# [What this task involves]
Please reproduce exactly the lines from the start of the records through the one containing "scope: outline every instance of the wrapped", and nothing more.

-- Input records follows --

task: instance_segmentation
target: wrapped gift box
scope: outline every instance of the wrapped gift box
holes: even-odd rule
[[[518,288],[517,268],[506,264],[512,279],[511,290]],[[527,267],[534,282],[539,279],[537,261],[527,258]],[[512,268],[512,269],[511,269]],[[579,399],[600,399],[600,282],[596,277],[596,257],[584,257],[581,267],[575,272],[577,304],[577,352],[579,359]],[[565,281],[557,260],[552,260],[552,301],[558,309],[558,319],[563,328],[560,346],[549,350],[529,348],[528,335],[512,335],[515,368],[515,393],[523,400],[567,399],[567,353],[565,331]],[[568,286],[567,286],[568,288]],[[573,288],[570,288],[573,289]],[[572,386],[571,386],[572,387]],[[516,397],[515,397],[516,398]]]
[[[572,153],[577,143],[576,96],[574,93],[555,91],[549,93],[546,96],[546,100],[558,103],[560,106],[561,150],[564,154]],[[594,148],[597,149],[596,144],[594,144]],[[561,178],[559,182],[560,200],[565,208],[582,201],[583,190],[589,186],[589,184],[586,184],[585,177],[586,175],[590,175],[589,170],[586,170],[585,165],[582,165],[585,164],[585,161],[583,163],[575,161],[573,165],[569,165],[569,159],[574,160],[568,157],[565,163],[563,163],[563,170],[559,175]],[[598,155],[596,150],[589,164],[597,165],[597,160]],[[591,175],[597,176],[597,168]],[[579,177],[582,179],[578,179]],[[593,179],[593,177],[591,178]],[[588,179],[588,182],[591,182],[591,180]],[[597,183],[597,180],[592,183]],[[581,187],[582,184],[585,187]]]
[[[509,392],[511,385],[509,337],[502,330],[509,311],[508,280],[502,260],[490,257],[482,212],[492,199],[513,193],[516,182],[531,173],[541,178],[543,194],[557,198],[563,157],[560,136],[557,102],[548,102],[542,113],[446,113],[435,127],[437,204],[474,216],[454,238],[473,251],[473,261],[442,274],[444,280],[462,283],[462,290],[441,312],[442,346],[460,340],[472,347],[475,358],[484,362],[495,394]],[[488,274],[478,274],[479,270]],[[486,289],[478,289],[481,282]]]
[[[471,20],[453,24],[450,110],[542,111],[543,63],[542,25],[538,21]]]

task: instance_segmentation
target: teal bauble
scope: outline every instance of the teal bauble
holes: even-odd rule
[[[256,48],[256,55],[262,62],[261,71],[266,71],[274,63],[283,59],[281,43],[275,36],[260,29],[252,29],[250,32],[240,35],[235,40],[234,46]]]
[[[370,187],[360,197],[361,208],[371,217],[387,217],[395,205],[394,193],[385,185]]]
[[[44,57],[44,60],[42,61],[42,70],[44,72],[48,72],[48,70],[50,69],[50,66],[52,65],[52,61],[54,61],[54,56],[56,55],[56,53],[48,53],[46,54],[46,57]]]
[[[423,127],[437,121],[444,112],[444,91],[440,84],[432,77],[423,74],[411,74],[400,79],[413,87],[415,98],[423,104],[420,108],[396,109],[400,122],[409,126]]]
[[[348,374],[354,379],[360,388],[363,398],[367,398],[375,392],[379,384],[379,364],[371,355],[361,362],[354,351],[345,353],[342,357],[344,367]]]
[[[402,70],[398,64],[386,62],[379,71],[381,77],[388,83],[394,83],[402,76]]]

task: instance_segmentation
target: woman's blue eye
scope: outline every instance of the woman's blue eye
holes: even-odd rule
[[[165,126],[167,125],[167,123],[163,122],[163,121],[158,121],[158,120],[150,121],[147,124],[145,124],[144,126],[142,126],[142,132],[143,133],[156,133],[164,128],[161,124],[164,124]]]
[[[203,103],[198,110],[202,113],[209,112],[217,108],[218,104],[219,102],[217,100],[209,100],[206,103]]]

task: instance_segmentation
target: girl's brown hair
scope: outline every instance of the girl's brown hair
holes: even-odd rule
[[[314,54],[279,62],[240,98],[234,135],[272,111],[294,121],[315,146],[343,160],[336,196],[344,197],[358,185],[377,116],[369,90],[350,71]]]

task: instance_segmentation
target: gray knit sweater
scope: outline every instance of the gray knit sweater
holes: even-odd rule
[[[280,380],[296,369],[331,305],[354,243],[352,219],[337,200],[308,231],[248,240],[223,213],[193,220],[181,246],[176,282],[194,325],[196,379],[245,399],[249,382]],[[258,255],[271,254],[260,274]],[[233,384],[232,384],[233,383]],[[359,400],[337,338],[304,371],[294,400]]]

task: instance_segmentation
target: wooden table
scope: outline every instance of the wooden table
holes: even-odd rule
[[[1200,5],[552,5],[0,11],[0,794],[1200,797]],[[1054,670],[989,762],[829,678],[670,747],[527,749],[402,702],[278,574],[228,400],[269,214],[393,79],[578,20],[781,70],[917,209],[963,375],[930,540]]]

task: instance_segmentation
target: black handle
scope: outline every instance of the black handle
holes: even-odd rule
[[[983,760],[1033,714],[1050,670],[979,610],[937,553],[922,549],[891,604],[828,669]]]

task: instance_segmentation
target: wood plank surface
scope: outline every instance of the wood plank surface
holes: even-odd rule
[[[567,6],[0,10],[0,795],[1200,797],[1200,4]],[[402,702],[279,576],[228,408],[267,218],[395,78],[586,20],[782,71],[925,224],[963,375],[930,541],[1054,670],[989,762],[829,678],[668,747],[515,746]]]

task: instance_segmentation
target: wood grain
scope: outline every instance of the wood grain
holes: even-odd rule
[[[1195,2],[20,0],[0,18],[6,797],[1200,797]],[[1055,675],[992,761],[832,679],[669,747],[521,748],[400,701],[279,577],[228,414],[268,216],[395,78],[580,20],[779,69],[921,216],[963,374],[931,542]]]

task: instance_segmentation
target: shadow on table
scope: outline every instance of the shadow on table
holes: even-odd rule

-- Input records concluded --

# [Reply]
task: instance_segmentation
target: wrapped gift box
scope: outline every instance of the wrapped gift box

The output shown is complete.